[Start of TASK DATA]

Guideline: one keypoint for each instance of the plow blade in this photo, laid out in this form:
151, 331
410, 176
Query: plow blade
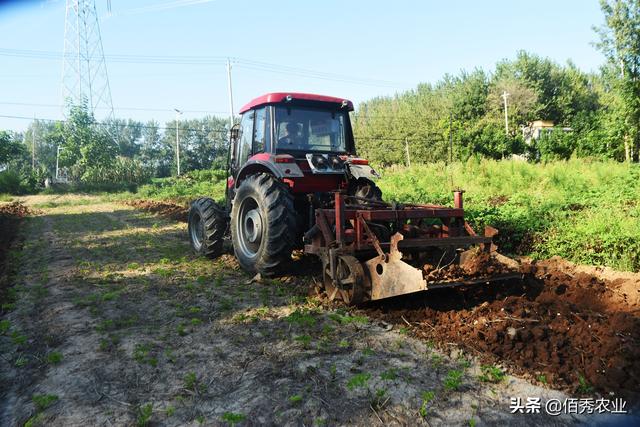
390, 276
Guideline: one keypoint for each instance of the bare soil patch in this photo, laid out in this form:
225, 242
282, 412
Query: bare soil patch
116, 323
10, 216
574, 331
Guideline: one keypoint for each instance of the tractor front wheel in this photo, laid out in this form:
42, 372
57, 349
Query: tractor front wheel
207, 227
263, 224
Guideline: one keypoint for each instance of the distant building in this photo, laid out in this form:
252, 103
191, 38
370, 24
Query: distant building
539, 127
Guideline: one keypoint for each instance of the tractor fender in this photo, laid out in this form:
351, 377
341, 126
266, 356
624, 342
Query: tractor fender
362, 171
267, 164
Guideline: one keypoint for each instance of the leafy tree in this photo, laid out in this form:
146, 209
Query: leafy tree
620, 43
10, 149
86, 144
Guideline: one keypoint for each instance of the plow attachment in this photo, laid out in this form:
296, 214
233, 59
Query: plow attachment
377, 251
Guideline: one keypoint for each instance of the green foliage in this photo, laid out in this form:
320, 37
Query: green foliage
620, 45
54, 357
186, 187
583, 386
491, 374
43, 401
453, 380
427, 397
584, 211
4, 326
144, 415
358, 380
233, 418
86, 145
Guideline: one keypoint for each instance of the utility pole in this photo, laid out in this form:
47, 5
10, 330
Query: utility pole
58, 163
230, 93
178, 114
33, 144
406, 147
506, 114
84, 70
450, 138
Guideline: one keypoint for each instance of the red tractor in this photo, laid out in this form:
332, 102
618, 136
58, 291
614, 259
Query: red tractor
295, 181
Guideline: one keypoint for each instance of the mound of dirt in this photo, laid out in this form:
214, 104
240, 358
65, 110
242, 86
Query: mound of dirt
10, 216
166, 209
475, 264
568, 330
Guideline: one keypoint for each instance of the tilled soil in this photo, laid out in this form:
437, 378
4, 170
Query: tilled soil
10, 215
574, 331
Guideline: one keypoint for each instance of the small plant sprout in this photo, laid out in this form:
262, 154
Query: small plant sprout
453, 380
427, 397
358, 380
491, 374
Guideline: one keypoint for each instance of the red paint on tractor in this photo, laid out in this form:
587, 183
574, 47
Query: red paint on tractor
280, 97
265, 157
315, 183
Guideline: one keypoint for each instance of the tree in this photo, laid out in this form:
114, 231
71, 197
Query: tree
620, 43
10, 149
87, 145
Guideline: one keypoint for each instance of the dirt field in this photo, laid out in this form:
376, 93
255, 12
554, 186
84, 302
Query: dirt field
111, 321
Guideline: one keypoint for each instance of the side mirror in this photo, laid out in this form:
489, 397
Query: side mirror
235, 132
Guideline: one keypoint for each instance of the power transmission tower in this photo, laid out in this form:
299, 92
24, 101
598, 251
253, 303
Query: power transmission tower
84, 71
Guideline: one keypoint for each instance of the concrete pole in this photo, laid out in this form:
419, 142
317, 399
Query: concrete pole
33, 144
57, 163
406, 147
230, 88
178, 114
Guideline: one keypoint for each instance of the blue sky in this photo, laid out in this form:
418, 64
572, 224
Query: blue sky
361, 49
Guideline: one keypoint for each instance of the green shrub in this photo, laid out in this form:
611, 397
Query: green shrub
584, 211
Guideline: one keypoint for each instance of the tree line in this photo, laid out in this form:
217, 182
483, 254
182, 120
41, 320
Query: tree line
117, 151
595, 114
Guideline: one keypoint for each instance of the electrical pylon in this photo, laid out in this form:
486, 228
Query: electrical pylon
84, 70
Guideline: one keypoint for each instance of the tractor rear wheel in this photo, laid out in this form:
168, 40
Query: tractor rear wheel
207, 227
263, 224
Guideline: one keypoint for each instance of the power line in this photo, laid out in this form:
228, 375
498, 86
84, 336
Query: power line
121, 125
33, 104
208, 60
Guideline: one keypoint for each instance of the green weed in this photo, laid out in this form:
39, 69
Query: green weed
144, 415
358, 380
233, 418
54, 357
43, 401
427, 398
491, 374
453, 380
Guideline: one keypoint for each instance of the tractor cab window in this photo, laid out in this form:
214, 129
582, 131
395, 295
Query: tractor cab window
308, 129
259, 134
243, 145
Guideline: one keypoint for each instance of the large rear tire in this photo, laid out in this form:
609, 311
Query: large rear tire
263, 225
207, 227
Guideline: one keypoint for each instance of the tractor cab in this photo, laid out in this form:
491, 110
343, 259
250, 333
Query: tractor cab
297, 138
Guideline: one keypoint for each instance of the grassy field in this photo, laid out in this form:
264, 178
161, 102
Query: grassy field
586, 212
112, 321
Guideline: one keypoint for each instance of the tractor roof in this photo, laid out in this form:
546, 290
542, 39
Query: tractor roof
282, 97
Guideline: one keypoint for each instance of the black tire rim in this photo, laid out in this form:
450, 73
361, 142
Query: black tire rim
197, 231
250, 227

[End of TASK DATA]
[Start of TASK DATA]

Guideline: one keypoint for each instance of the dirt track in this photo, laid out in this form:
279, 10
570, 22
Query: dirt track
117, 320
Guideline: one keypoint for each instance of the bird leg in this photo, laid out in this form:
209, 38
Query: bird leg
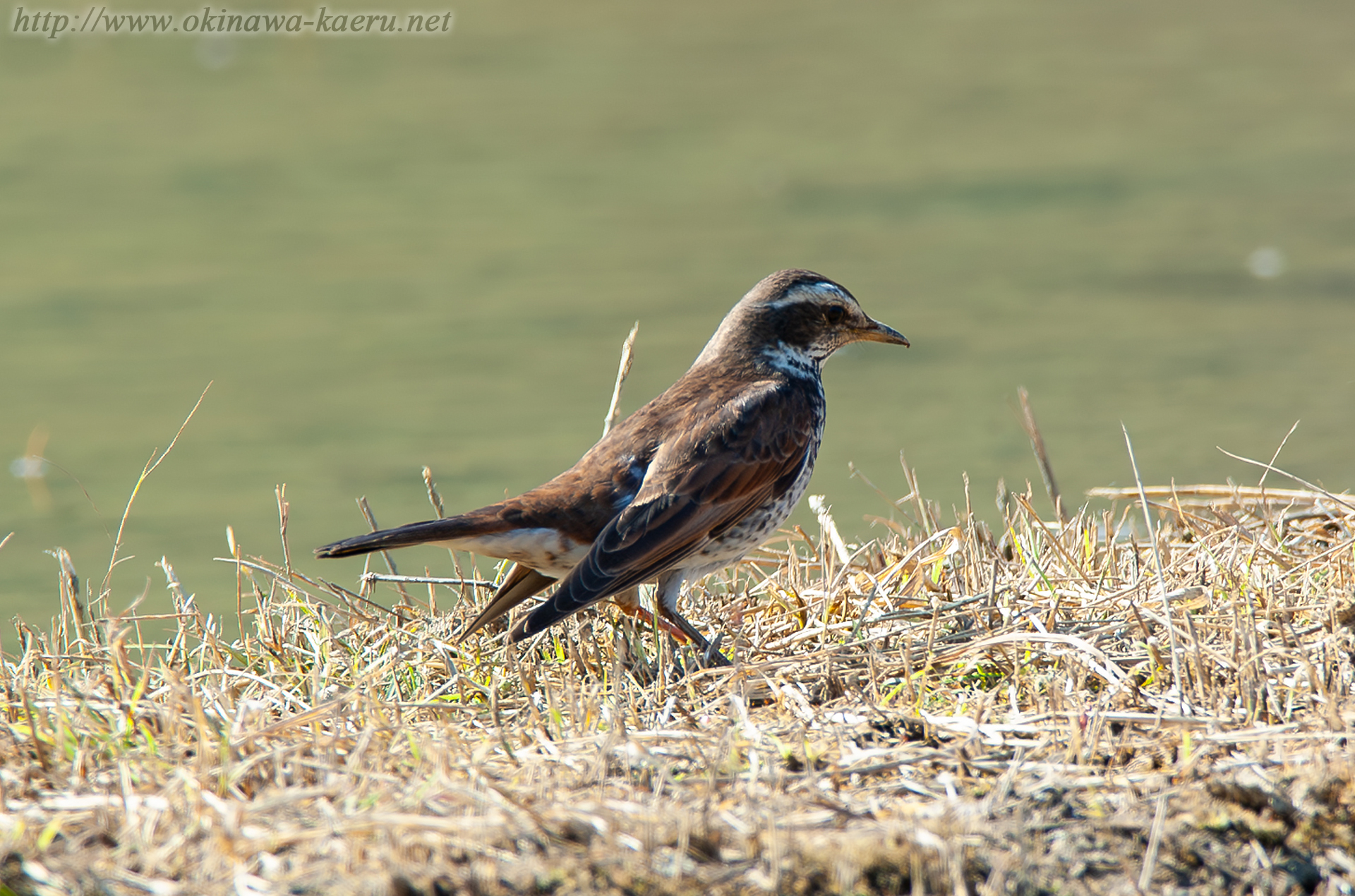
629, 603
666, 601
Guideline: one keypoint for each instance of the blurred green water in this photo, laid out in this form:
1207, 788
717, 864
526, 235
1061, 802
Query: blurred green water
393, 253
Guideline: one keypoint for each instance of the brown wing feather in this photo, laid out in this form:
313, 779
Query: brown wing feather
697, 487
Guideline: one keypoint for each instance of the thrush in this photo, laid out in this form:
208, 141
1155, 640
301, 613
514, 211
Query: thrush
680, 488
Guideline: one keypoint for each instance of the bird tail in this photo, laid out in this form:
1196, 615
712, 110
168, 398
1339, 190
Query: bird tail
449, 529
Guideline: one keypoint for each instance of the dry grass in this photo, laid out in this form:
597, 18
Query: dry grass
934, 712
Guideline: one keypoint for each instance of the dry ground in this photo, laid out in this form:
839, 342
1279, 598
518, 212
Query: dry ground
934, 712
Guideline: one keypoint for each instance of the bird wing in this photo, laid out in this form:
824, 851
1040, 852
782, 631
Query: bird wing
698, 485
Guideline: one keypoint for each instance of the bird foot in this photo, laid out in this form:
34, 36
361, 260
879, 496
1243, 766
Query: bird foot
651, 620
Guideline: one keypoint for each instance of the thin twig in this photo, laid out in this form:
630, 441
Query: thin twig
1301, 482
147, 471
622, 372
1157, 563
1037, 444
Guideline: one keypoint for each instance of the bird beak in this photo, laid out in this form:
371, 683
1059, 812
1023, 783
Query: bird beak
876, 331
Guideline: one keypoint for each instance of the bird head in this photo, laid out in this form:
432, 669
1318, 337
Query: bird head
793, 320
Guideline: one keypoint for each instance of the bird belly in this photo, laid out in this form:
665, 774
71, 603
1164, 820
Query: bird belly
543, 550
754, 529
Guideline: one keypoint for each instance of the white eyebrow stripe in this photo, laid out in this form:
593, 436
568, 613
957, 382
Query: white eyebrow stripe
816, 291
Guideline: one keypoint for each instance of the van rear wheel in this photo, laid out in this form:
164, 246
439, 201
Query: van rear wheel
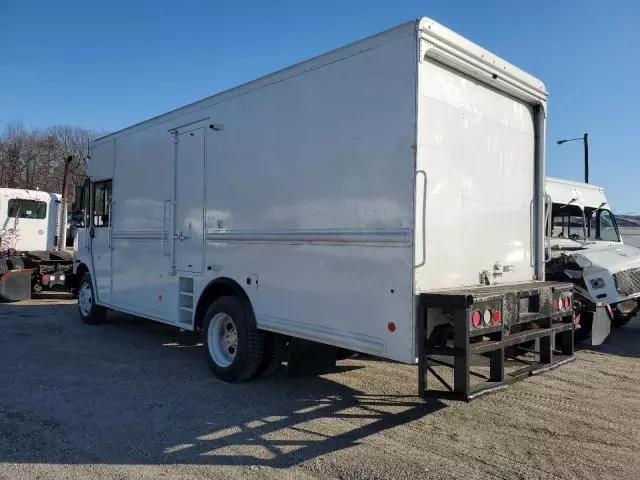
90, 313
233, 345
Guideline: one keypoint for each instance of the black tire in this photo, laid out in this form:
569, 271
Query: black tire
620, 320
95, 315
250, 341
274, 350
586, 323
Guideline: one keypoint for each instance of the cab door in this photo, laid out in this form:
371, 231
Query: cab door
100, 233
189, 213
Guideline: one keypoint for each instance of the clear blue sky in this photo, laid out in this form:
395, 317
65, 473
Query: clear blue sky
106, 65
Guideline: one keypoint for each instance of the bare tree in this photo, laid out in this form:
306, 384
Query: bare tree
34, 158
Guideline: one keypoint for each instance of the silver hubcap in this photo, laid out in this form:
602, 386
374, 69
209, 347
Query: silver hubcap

[End of TASK DATA]

THE REQUEST => Filter the rows above, copying each line that contains the word "soil" with case taken into account.

EXERCISE ANSWER =>
Guideline: one keypoint for each instance of the bare soil patch in this photo, laid out in this form:
Query: bare soil patch
Guideline: one keypoint for each instance of the tilled soil in this photo, laid out in this form:
Query: tilled soil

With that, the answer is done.